— start READING PASSAGE —

Marketing Your Arcade in 2016
Reaching the Locals One Post, Event or Groupon Promo at a Time
by Adam Pratt, Game Grid Arcade & ArcadeHeroes.com
When I first opened my mall arcade back in the Summer of 2008, I was approached by a number of salespeople offering different services. Some offered data processing services; others marketing. From the beginning, I know that it was important to get the word out about my business in order to generate clientele, but going about it was not my strong suit.
In observing the market, I saw that some businesses would generate a strong online following before they even opened their doors or would get free TV news coverage. Neither of those happened for my arcade, despite some futile attempts on my part. Instead, marketing my arcade involved picking the best games I thought our locals would want to play, letting word of mouth spread from there. That’s only a small part of the marketing equation, however, and takes a long time to propagate. Of course, there’s also the chance that something goes wrong that you never hear about, and that word of mouth is actually spreading something negative instead.
The easy –– and essential –– thing to do was to take advantage of the “free” social media channels. I set everything up with Youtube, Facebook and Twitter, which were also tied to my company website. That way, the avenues were set up to keep in constant touch with my customers. The only problem was that I didn’t have many local customers to speak of who were actually following those sites.
Both Facebook and Twitter offer “Boost Post” features where you can target locals –– supposedly. After attempting to boost my posts locally numerous times (only to garner a zero-to-few likes), I’ve given up on throwing money away there. To this day, the majority of “likes,” “follows” and “subscriptions” tend to come from outside of my state, which doesn’t really help bring customers in on a daily basis. Even so, it would be foolish to drop the use of these channels. Just know going in that success here requires patience and consistent, clever postings to help keep the fans coming.

— end READING PASSAGE —
— start DATA —

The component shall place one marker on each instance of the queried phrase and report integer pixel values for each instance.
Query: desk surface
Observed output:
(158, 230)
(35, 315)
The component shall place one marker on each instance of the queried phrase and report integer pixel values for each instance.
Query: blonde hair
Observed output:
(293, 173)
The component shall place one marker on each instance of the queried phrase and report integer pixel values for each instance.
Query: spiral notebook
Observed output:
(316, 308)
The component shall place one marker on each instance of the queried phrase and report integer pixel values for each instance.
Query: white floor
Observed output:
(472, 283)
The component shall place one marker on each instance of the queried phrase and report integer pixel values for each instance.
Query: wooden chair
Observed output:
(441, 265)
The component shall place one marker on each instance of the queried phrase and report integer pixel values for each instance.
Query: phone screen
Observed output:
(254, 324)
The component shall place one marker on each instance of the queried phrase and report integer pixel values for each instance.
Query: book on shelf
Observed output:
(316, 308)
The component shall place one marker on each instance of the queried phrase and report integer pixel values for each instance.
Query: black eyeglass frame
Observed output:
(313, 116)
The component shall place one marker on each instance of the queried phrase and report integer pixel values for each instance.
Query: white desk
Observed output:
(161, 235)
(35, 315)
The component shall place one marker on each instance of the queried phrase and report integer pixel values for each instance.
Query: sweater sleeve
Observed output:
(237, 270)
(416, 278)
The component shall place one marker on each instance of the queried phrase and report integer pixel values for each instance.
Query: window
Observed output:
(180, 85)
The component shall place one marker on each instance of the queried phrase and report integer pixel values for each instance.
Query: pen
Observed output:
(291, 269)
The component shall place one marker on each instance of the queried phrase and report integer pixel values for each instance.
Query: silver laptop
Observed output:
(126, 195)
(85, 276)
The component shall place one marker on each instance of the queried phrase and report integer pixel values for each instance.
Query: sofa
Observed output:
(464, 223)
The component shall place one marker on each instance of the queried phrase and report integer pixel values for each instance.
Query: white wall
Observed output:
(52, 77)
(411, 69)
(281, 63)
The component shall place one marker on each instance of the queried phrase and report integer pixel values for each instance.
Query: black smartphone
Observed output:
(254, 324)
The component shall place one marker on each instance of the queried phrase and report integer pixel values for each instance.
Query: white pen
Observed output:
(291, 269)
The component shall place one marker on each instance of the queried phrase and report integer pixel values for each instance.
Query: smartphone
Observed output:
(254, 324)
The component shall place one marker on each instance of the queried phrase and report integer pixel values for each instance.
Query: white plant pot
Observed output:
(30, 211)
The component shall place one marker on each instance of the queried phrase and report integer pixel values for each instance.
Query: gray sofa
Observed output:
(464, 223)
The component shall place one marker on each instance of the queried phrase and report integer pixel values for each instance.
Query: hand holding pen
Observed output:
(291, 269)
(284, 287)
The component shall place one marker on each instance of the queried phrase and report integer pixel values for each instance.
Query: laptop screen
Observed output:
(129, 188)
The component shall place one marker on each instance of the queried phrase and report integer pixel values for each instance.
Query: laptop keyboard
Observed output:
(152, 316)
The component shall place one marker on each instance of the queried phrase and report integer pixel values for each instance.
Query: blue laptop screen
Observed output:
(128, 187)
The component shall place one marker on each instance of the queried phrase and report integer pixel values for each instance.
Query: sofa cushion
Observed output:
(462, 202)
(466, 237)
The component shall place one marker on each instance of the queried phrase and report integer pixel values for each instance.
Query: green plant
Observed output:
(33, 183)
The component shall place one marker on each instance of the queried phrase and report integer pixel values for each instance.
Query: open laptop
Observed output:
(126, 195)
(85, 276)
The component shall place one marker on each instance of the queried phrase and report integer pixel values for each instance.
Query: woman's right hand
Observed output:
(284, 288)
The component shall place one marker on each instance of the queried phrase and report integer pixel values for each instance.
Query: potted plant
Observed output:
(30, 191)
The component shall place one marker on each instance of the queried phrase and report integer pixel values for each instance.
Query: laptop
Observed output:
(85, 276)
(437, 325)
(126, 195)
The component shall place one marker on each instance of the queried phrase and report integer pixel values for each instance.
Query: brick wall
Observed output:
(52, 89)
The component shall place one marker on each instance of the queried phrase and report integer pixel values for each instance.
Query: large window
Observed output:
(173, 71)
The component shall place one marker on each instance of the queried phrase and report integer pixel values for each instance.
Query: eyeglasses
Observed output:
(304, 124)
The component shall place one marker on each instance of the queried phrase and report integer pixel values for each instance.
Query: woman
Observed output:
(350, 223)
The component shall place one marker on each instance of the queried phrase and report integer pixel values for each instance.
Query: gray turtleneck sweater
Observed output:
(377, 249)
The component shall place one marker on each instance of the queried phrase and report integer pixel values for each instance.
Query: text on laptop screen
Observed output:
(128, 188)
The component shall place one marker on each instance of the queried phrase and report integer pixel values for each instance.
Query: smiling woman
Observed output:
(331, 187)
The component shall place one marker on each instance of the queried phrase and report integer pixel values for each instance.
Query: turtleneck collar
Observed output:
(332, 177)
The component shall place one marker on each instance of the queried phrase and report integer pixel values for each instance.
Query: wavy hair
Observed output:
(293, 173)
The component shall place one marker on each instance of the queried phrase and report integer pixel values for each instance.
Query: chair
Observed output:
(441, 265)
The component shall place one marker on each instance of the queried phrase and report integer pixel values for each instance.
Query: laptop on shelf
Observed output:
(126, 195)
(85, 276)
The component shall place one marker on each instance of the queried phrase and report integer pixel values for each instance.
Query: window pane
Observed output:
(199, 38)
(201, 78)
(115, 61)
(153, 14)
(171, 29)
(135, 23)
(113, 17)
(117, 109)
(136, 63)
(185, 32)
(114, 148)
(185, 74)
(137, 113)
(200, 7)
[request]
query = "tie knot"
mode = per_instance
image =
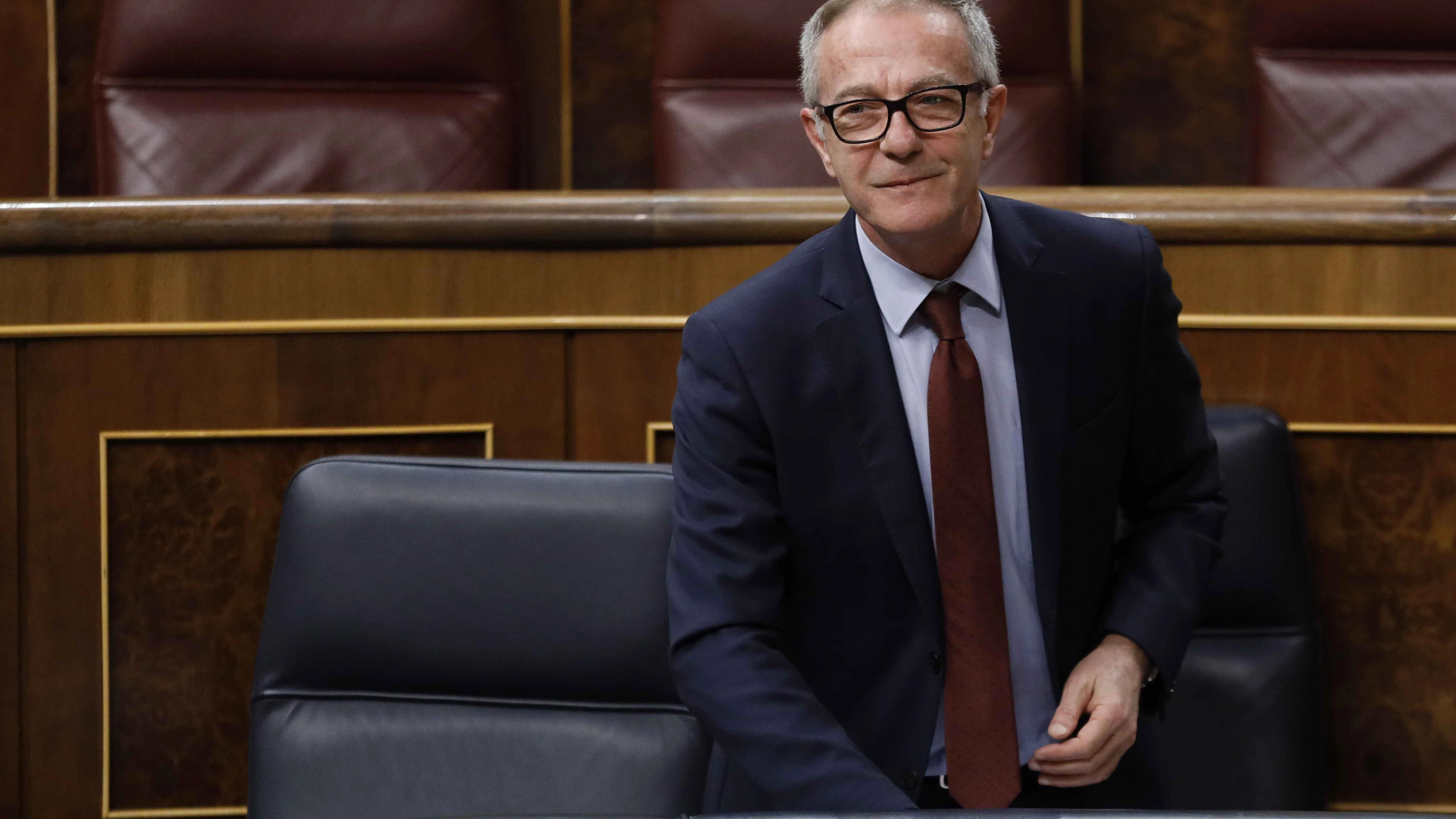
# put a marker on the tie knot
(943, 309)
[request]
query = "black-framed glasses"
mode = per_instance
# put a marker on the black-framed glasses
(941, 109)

— end DATA —
— start DATA —

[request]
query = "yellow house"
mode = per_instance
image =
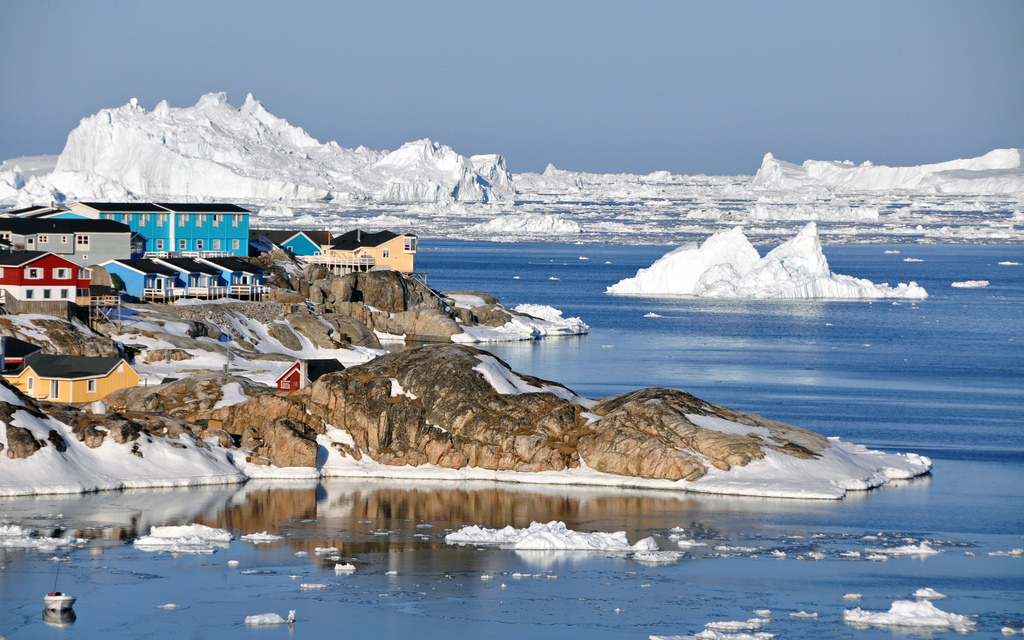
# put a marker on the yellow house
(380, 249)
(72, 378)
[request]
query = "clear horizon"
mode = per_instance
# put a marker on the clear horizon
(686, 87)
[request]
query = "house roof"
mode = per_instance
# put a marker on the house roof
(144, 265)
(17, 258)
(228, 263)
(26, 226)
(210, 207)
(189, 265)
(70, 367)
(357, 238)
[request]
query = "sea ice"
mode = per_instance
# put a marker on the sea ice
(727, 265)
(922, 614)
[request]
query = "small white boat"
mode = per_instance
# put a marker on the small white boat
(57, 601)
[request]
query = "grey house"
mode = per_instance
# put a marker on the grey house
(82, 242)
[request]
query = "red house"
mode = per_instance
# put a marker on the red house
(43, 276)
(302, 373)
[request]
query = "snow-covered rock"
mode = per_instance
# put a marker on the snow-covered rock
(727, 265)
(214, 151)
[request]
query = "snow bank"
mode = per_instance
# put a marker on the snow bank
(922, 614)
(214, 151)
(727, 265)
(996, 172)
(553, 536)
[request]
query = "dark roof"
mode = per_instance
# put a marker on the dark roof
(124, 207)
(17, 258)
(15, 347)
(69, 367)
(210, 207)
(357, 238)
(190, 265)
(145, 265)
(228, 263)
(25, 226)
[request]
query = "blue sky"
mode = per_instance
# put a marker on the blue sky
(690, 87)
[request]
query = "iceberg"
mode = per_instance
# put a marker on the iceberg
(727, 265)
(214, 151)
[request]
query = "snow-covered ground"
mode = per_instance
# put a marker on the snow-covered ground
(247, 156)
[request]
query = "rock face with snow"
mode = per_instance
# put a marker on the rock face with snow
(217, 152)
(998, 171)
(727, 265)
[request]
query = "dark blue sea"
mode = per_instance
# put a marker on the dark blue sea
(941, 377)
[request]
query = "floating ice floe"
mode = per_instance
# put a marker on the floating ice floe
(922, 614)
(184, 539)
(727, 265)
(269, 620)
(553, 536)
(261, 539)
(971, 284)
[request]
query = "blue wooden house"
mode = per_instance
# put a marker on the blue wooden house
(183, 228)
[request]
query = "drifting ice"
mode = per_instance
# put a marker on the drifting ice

— end DATA —
— start DATA —

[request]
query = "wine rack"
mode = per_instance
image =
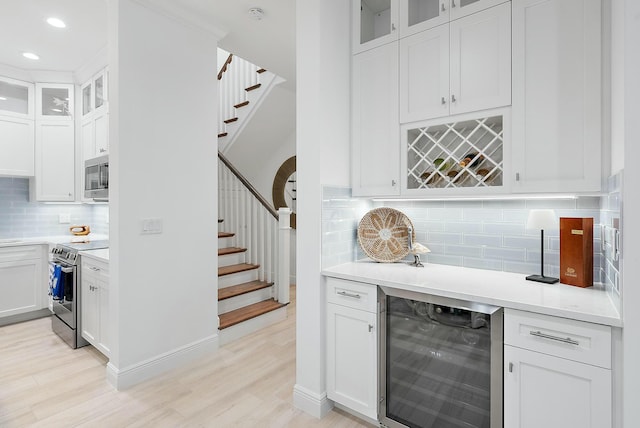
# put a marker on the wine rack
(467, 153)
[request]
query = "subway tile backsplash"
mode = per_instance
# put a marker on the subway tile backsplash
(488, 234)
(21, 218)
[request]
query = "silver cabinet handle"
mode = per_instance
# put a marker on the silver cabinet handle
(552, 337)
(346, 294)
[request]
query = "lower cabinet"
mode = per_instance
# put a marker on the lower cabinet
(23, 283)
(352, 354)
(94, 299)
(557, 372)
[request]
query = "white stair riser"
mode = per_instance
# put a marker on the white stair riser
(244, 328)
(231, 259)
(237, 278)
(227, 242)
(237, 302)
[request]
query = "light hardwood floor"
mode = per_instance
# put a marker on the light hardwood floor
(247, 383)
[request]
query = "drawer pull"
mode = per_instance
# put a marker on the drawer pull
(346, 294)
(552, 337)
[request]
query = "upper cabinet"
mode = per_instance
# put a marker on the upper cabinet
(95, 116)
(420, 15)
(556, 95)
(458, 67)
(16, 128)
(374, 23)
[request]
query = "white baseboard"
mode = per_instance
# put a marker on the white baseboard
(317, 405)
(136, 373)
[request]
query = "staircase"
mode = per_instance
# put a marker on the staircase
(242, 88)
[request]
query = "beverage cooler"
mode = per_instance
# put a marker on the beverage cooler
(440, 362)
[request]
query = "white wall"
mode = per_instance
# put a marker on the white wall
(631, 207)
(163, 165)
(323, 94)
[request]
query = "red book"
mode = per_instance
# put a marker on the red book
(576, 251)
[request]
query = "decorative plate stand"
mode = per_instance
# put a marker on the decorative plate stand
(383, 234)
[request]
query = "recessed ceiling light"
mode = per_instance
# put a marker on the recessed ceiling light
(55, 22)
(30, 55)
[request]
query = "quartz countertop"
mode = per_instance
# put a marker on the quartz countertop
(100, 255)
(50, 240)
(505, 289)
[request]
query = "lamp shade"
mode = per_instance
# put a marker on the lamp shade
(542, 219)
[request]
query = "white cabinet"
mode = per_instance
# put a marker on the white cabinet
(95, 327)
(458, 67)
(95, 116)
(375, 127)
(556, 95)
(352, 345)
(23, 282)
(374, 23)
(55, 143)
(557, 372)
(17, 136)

— end DATA —

TASKS AND EXERCISES:
**A.** In the arcade marketing article, when did the author first open the mall arcade?
**B.** Using the arcade marketing article, explain why the author stopped paying to boost posts on Facebook and Twitter.
**C.** Summarize the arcade marketing article in two sentences.
The records have no connection to the article about arcade marketing.

SOLUTIONS BELOW:
**A.** The author opened it in the Summer of 2008.

**B.** The author tried boosting posts to local users many times, and each attempt drew only zero to a few likes. The author saw continuing to pay for this as throwing money away.

**C.** After opening a mall arcade in 2008, the author found marketing difficult: there was no early online following or free TV coverage, so the arcade depended on slow word of mouth after choosing games that locals would want. Free social media channels were set up to stay in touch with customers, but few locals followed them and paid boosted posts brought almost no likes, though the author still considers these channels worth keeping with patience and consistent, clever posts.